Problem details ▸ Lay out the rows below as a Markdown table with two columns, Number and Line. Put each line in its own table row with its sequential number, and omit any blank lines.

Rows from a dataset
<<<<

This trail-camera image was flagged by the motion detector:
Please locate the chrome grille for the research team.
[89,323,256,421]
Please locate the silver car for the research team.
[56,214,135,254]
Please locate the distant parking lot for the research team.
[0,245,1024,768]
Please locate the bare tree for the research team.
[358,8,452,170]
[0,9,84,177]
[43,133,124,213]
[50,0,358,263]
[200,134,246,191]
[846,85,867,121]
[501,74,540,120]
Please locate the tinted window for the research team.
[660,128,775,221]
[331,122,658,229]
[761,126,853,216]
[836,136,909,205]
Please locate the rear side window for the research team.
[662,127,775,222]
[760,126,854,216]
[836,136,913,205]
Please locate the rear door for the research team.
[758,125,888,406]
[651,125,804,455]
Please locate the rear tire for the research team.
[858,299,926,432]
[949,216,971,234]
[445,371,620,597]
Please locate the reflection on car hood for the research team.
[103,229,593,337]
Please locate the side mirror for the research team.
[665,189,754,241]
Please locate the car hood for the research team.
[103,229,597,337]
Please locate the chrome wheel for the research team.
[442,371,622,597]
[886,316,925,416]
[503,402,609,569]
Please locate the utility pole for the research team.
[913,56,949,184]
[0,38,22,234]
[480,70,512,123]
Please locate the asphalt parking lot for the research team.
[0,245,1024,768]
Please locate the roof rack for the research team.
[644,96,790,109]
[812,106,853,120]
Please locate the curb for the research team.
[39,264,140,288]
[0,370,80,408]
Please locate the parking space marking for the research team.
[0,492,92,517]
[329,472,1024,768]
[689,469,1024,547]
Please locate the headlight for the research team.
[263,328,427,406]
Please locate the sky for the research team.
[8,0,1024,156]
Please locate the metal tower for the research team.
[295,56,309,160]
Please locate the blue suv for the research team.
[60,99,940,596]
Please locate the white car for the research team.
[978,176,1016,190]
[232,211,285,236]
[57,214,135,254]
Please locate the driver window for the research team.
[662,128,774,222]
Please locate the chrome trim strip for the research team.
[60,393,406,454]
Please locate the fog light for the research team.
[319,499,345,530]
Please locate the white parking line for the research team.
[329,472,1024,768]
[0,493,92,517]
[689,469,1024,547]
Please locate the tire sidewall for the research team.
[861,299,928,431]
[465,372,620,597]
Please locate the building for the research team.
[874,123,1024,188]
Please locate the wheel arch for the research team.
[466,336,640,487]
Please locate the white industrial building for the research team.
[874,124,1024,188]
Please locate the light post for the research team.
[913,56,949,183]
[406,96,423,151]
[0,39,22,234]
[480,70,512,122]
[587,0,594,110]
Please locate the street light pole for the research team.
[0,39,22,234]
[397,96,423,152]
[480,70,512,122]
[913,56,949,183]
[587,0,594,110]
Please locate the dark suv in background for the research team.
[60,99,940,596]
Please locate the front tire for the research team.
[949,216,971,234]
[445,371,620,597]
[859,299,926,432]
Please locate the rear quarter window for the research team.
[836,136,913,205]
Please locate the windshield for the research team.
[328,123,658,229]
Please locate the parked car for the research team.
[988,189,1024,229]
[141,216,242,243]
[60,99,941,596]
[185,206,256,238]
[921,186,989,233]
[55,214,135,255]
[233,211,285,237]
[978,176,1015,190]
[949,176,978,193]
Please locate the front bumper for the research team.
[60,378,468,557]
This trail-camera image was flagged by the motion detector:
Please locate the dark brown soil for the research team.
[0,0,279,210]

>>>>

The result ▸
| Number | Line |
|---|---|
| 1 | This trail-camera image was flagged by the motion detector: |
| 2 | Please locate the chrome grille for the research team. |
| 3 | [89,323,256,421] |
| 4 | Please locate the silver car for the research team. |
| 5 | [56,214,135,254] |
| 6 | Please locate the distant parking lot for the research team. |
| 7 | [0,245,1024,768] |
| 8 | Please locate the bare tree for the research team. |
| 9 | [358,8,452,170] |
| 10 | [0,9,84,177] |
| 11 | [43,133,124,213] |
| 12 | [50,0,358,263] |
| 13 | [200,134,246,191] |
| 14 | [846,85,867,121] |
| 15 | [501,74,540,120] |
| 16 | Please locate the tinted window for the research team. |
| 17 | [660,128,775,221] |
| 18 | [331,122,658,229] |
| 19 | [761,126,853,216] |
| 20 | [836,136,909,205] |
| 21 | Please locate the rear side window for the research team. |
| 22 | [662,127,775,222] |
| 23 | [760,126,854,216] |
| 24 | [836,136,913,205] |
| 25 | Please locate the rear door for the research team. |
| 26 | [758,125,888,406] |
| 27 | [651,125,804,455] |
| 28 | Please locate the rear tire for the research team. |
| 29 | [858,299,926,432] |
| 30 | [949,216,971,234] |
| 31 | [445,371,620,597] |
| 32 | Please locate the reflection on car hood for the research team. |
| 33 | [103,229,593,337] |
| 34 | Please locate the side mirror for the research team. |
| 35 | [665,189,754,241] |
| 36 | Please locate the car hood for the research team. |
| 37 | [103,229,597,337] |
| 38 | Please locate the chrome wheel for the research team. |
| 39 | [442,371,622,597] |
| 40 | [886,316,925,416] |
| 41 | [503,402,609,569] |
| 42 | Please locate the utility pole for the research team. |
| 43 | [913,56,949,184] |
| 44 | [0,38,22,234] |
| 45 | [480,70,512,123] |
| 46 | Please locate the asphalt parking lot for the research team. |
| 47 | [0,245,1024,768] |
| 48 | Please locate the roof rack for the research team. |
| 49 | [644,96,790,109] |
| 50 | [812,106,853,120] |
| 51 | Please locate the curb for the research team. |
| 52 | [39,264,140,288] |
| 53 | [0,370,80,408] |
| 54 | Please locate the parking space marking for the research team. |
| 55 | [0,492,92,517] |
| 56 | [329,472,1024,768] |
| 57 | [689,469,1024,547] |
| 58 | Please locate the headlight for the research team. |
| 59 | [263,328,427,406] |
| 60 | Please locate the sky for the research team. |
| 61 | [8,0,1024,156] |
| 62 | Please locate the metal tower for the research team. |
| 63 | [295,56,309,160] |
| 64 | Please locate the blue suv for the research team. |
| 65 | [60,99,940,596] |
| 66 | Please locate the white car for the research team. |
| 67 | [978,176,1016,190] |
| 68 | [232,211,285,236] |
| 69 | [57,214,135,254] |
| 70 | Please locate the driver window for the research team. |
| 71 | [662,128,774,222] |
| 72 | Please locate the chrome trim strip for the research team. |
| 73 | [60,393,406,454] |
| 74 | Please locate the fog light for the research team. |
| 75 | [319,499,345,530] |
| 76 | Please locate the white parking line for the research team. |
| 77 | [329,472,1024,768] |
| 78 | [0,493,92,517] |
| 79 | [689,469,1024,547] |
| 80 | Please locate the tire sidewall for the research team. |
| 81 | [861,299,928,431] |
| 82 | [465,372,620,597] |
| 83 | Please locate the building for the research team. |
| 84 | [874,123,1024,188] |
| 85 | Please locate the wheel arch for the research team. |
| 86 | [466,336,640,487] |
| 87 | Please locate the white industrial building for the research team. |
| 88 | [874,124,1024,188] |
| 89 | Please locate the light post for the research team. |
| 90 | [913,56,949,183] |
| 91 | [406,96,423,151] |
| 92 | [0,39,22,234] |
| 93 | [480,70,512,122] |
| 94 | [587,0,594,110] |
| 95 | Please locate the street light pole for the research team. |
| 96 | [0,39,22,234] |
| 97 | [397,96,423,152] |
| 98 | [480,70,512,122] |
| 99 | [913,56,949,183] |
| 100 | [587,0,594,110] |
| 101 | Please locate the dark suv in background for the research team. |
| 102 | [60,99,940,596] |
| 103 | Please locate the front tire for the research team. |
| 104 | [949,216,971,234] |
| 105 | [445,371,620,597] |
| 106 | [859,299,926,432] |
| 107 | Please locate the rear quarter window for the research team. |
| 108 | [836,136,913,205] |
| 109 | Please locate the windshield for the research team. |
| 110 | [328,123,658,229] |
| 111 | Please locate the parked car for the research team. |
| 112 | [988,189,1024,229] |
| 113 | [141,216,242,243] |
| 114 | [60,99,941,596] |
| 115 | [185,206,256,238] |
| 116 | [921,186,989,233] |
| 117 | [55,214,135,255] |
| 118 | [233,211,285,237] |
| 119 | [978,176,1015,190] |
| 120 | [949,176,978,193] |
| 121 | Please locate the front bumper for the research team. |
| 122 | [60,378,468,557] |
| 123 | This trail-camera image was flagged by the motion detector: |
| 124 | Please locate the dark brown soil for the research team. |
| 125 | [0,0,279,210] |